Start of MATERIAL PROVIDED

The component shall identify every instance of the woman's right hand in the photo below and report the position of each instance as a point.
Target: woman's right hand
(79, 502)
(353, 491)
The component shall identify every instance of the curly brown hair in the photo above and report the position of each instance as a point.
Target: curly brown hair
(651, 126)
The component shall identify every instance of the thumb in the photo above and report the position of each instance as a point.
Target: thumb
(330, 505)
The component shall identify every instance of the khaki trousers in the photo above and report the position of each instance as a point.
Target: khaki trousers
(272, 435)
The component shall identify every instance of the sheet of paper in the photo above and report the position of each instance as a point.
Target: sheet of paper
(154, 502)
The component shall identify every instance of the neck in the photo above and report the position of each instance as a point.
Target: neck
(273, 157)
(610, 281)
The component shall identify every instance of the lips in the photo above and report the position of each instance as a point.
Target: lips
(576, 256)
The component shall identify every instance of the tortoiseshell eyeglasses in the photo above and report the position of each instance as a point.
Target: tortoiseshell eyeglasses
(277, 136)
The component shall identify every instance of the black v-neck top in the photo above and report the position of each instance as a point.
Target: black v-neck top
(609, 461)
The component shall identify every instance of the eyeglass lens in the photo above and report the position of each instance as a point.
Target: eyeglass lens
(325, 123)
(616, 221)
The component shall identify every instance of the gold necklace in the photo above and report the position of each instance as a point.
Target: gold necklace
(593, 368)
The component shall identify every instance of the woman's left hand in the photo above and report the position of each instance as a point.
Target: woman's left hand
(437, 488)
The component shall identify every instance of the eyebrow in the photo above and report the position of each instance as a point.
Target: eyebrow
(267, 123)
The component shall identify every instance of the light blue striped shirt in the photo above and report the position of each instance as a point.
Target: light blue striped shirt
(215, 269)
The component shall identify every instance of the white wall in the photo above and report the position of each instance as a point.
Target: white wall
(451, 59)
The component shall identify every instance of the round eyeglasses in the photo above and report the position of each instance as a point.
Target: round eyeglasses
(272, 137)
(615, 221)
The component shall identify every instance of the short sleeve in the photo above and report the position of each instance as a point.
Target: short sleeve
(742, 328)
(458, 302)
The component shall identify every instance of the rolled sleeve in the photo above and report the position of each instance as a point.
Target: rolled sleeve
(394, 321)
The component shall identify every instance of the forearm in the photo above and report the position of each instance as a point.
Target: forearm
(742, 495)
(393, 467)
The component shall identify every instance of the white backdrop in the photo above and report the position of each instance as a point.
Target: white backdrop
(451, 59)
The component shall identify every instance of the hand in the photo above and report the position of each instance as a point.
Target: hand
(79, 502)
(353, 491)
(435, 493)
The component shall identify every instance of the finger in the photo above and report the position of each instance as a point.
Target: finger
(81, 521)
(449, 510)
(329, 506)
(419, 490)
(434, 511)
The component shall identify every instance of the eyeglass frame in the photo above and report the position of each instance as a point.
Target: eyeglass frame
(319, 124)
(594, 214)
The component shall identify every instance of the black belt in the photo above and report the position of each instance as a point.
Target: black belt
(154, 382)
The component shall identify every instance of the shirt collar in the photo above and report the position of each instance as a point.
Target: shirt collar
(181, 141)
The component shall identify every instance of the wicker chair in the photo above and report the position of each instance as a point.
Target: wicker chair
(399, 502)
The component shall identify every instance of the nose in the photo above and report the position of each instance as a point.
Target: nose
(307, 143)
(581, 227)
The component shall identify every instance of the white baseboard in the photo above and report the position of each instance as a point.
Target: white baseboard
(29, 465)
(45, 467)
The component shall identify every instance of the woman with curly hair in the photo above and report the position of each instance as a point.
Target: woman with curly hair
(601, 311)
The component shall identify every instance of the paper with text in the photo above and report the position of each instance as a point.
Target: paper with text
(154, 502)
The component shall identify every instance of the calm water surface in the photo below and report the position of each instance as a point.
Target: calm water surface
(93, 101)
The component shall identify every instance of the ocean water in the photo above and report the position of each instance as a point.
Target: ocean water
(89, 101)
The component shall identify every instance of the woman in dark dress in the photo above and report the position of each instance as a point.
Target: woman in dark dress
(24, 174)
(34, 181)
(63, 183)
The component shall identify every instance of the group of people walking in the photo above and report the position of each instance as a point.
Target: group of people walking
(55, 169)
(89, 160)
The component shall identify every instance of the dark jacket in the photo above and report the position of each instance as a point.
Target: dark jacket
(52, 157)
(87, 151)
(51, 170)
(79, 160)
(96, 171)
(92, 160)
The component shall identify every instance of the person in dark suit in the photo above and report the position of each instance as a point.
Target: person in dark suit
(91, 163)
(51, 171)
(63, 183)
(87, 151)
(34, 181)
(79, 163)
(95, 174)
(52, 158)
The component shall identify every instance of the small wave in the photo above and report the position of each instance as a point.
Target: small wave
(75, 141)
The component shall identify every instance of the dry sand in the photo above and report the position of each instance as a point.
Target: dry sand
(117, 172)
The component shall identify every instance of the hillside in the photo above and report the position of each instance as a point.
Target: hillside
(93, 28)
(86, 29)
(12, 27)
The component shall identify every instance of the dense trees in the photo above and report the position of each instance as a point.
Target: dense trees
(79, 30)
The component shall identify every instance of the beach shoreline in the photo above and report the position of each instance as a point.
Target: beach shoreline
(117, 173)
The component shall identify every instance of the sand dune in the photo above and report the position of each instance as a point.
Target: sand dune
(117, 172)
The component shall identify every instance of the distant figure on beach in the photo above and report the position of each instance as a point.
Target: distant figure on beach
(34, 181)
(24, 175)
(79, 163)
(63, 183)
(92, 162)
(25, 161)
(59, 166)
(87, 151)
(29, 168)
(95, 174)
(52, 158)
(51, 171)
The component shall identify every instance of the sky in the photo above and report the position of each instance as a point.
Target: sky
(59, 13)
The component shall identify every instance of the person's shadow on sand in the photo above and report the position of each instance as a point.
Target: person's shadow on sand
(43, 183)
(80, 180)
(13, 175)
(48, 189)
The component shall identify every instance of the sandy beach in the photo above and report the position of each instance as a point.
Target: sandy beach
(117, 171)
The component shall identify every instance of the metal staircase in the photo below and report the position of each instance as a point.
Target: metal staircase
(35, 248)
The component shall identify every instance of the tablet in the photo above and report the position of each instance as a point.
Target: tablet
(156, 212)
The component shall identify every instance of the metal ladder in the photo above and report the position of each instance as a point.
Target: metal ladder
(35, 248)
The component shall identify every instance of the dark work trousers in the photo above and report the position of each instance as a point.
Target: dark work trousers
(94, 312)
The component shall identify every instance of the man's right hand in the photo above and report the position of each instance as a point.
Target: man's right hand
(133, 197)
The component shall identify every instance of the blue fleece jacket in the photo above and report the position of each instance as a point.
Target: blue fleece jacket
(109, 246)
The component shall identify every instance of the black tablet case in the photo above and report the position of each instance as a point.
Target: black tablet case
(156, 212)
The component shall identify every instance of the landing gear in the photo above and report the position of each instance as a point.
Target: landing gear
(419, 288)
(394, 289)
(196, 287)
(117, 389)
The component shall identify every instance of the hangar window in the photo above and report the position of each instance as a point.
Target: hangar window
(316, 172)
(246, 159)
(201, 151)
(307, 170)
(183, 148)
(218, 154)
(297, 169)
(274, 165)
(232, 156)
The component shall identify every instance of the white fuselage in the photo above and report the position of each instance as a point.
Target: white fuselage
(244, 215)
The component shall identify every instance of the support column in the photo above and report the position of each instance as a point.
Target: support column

End of MATERIAL PROVIDED

* **EXERCISE PROMPT**: Your answer should consist of the lines from the line with "Target: sand dune" to the line with "The component shall identify every instance of the person's" above, repeated exactly, both ends included.

* **WRITTEN RESPONSE**:
Target: sand dune
(117, 172)
The component shall identify every instance of the distant figure on beach in the photo above and report the position of each instance as a point.
Target: distant figure on beach
(34, 181)
(24, 175)
(79, 163)
(63, 183)
(92, 162)
(25, 161)
(59, 166)
(87, 151)
(29, 168)
(95, 174)
(52, 158)
(51, 171)
The component shall identify every instance of the sky in the photo above and report the position of each instance as a point.
Target: sky
(59, 13)
The component shall identify every instance of the person's shadow on sand in the photo above and report the position of each instance as a point.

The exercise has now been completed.